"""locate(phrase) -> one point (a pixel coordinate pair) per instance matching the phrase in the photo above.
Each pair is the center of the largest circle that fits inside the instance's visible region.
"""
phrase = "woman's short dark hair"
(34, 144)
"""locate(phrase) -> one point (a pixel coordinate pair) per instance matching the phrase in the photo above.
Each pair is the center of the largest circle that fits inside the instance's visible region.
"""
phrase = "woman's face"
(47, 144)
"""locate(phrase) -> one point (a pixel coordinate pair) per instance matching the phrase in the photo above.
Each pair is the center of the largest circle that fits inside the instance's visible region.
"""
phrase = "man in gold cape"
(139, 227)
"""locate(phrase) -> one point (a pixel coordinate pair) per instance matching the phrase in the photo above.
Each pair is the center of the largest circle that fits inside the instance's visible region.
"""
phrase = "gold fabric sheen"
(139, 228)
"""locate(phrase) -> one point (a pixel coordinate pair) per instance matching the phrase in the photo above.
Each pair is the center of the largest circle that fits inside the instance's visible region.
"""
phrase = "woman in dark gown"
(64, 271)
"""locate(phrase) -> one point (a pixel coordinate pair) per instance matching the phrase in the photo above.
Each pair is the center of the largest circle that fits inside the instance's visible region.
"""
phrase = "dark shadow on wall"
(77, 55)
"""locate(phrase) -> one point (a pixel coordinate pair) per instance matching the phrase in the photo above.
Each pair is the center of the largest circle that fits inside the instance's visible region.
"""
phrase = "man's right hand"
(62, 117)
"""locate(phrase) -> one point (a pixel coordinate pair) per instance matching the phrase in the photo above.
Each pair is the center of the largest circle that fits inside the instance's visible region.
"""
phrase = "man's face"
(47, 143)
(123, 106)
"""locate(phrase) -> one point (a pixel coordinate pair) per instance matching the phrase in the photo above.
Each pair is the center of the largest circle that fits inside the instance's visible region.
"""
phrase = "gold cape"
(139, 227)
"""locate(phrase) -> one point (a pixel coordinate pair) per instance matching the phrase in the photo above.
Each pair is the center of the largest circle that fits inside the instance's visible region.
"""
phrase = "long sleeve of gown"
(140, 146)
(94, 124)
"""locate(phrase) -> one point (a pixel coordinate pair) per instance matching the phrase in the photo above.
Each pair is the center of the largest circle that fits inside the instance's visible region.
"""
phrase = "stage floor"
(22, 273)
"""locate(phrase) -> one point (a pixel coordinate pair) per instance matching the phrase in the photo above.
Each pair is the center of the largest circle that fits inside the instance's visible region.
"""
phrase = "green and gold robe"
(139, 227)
- - -
*What you need to do*
Each entry must be reproduced verbatim.

*Answer to this problem*
"""locate(phrase) -> one point (a pixel coordinate pair) per instance matching the phrase in the photo above.
Each pair is the center of the largest circle that fits inside the instance's visible region.
"""
phrase = "woman's short dark hair"
(34, 144)
"""locate(phrase) -> one point (a pixel coordinate pair) per instance matching the phrase in the photo above.
Each pair is the center of the largest circle that fits inside the instance's visible region.
"""
phrase = "woman's face"
(47, 144)
"""locate(phrase) -> one point (a pixel coordinate pair) per instance matching the phrase in the photo above.
Each pair is the center of the largest circle that fits inside the instance's visible region.
"""
phrase = "man in gold cape"
(139, 227)
"""locate(phrase) -> one point (a pixel coordinate pair) per instance matching the phrase in the photo above.
Each pair is the center of the largest circle that fits inside the instance's visible region.
"""
phrase = "gold fabric sheen"
(139, 228)
"""locate(phrase) -> one point (a pixel coordinate pair) per instance matching the phrase in the photo above.
Each pair is the center of the largest circle that fits inside the instance's visible region.
"""
phrase = "woman in dark gown"
(64, 271)
"""locate(phrase) -> one point (a pixel coordinate pair) per instance matching the phrase in the photo above.
Each pair is the center of the largest circle that fits inside the instance's visible region.
"""
phrase = "dark shadow on wall"
(77, 55)
"""locate(phrase) -> one point (a pixel coordinate pair) per instance matching the phrase in the photo above.
Each pair is the center of the largest circle that fits inside the instance's visible region.
"""
phrase = "man's right hand"
(62, 117)
"""locate(phrase) -> one point (a pixel coordinate pair) per instance matching the phrase in the photo above.
Each pair is the center of the largest circle that fits inside the instance's visible region.
"""
phrase = "man's face"
(47, 143)
(123, 106)
"""locate(phrase) -> one point (a pixel coordinate pair) per instance matching the phrase in the photo above.
Each pair is the center of the largest circle that fits inside the instance's visible region.
"""
phrase = "gold cape"
(139, 227)
"""locate(phrase) -> one point (a pixel coordinate pair) per instance matching the phrase in the photo above.
Each pair is the center of the largest circle that fits inside the instance's visible region.
"""
phrase = "long sleeve of gown"
(140, 146)
(94, 124)
"""locate(phrase) -> one point (a pixel coordinate pair) per instance matching the phrase in the photo above.
Each pair is the center of the largest circle that fits inside the instance's visible region.
"""
phrase = "stage floor"
(22, 273)
"""locate(phrase) -> one point (a pixel coordinate pair) per instance matching the phrase in the photo above.
Each pair is the center of the largest circle that fits inside the instance's visible region.
"""
phrase = "green and gold robe"
(139, 227)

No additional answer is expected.